* [TEXTO MOSTRADO]:

------------------------

El Rey no va desnudo todavía: hasta el momento, la fuerza de su restauración presidencialista parece eficaz si se le ve desde el sometimiento de los líderes partidistas de la oposición y, sobre todo, desde el avance de una serie de reformas que van cumpliendo con el programa de desmontaje social de las funciones del Estado, desde la privatización más o menos eficiente de los bienes públicos (falta la joya de la corona de las aspiraciones privatizadoras: Pemex), desde la intocabilidad de la nueva oligarquía económica y mediática, desde el crecimiento de regímenes de excepción o abiertamente monopólicos en términos fiscales y en telecomunicaciones, mientras que la criminalización de amplios sectores que directamente son afectados en sus derechos por las reformas va consumando el ciclo de aprobación legislativa de las reformas. Se va generando el punto de vista único en términos ideológicos a partir del Pacto por México, y se quiere imponer como sentido común la unilateralidad con la que el reformismo de Peña Nieto difunde que no hay más camino que el de las reformas neoliberales.

------------------------

* [DATOS REGISTRADOS]:
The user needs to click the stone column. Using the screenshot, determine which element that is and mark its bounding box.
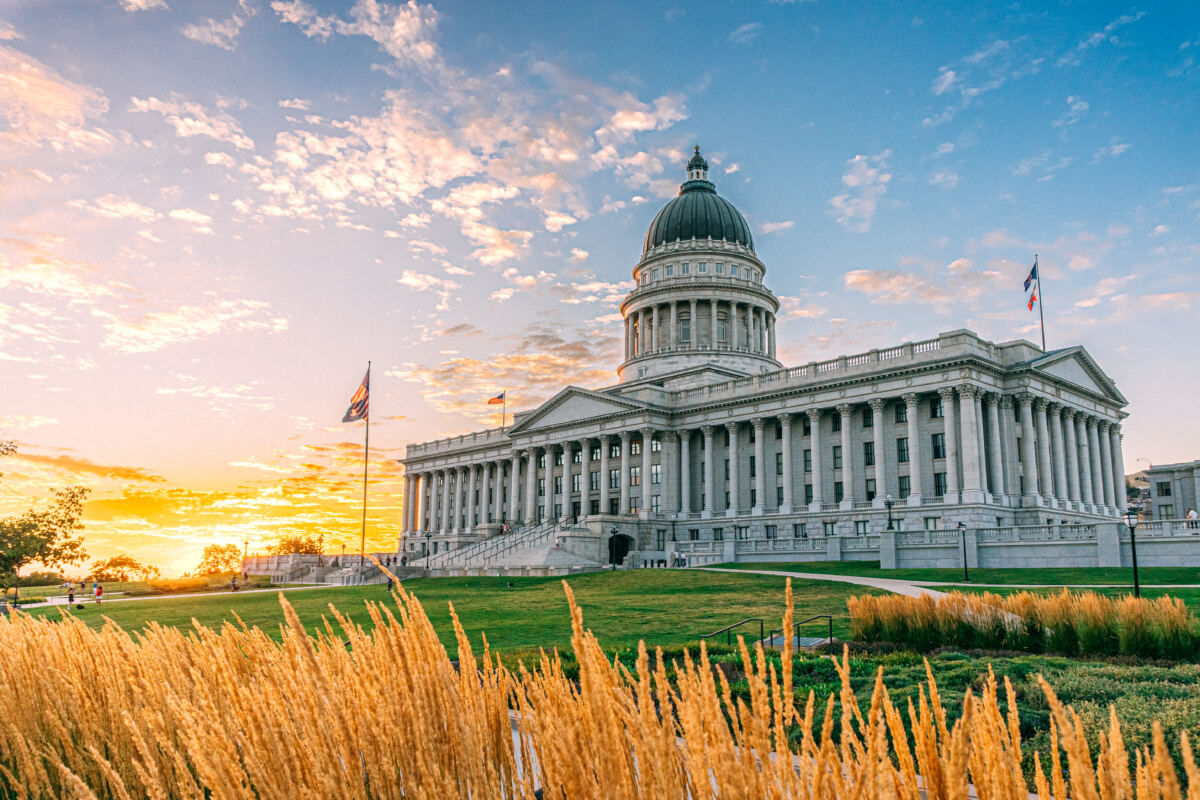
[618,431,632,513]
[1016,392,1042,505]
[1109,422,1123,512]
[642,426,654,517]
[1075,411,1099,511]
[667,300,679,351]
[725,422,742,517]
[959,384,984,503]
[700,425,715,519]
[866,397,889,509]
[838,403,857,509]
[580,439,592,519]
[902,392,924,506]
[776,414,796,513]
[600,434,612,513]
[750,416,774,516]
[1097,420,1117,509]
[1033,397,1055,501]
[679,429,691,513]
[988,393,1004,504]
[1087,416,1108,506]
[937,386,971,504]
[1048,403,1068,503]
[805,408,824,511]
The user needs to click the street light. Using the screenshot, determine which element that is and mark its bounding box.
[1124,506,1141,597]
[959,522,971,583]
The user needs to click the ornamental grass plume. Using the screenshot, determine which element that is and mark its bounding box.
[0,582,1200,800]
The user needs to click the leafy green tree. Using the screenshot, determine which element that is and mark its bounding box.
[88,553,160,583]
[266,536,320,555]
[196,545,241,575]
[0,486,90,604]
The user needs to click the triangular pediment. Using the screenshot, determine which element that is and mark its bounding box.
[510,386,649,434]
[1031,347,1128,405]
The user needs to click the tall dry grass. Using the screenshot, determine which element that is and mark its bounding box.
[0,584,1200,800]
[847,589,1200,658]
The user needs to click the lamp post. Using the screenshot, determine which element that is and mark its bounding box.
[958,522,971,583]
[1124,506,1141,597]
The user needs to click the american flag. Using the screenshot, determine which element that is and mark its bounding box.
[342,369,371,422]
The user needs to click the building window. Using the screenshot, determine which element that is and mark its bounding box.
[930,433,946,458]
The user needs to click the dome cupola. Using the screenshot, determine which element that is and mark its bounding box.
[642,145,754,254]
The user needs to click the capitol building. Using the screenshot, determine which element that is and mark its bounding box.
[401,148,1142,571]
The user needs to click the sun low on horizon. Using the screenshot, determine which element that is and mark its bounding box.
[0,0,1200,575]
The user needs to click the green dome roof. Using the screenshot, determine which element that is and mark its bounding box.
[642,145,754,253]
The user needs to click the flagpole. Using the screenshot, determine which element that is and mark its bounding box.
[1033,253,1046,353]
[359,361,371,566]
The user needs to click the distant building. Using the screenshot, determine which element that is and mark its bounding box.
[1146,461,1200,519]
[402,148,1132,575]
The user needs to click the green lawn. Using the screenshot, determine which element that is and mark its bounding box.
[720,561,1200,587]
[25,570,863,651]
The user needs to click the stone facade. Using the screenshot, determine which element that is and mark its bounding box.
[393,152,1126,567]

------------------------

* [SERIE DE EJERCICIOS]:
• 1. En el texto sobre las reformas de Peña Nieto, ¿a partir de qué pacto se va generando el punto de vista único en términos ideológicos?
• 2. Retoma el texto sobre las reformas de Peña Nieto y continúalo desde su última oración.
Los registros proceden de una fuente distinta.

* [LISTA DE RESPUESTAS]:
• 1. A partir del Pacto por México.

• 2.
Las reformas de Peña Nieto también son la herramienta para formalizar y hasta intentar legalizar la historia reciente de la represión en México; así, se justifica en términos ideológicos el uso de la fuerza militarizada del Estado en contra de la sociedad. Si el “uso de la fuerza” en Atenco (2006), que se transmite en vivo y en directo por televisión, es uno de los primeros ensayos en los que la represión de Estado se articula a la interpretación simplificada y mediática de los nuevos movimientos sociales, en Oaxaca, en el mismo año, esta represión cristaliza en ciertos métodos: la avanzada militar policíaca contra la APPO (Asamblea Popular de los Pueblos de Oaxaca) ya se plantea en términos de “batalla”, y la organización popular ante los abusos del entonces gobernador Ulises Ruiz es objeto de una barbarización por parte de la franja corporativa de los medios de comunicación, de manera que, narrativamente, se “prepara” la liquidación policíaca de la APPO.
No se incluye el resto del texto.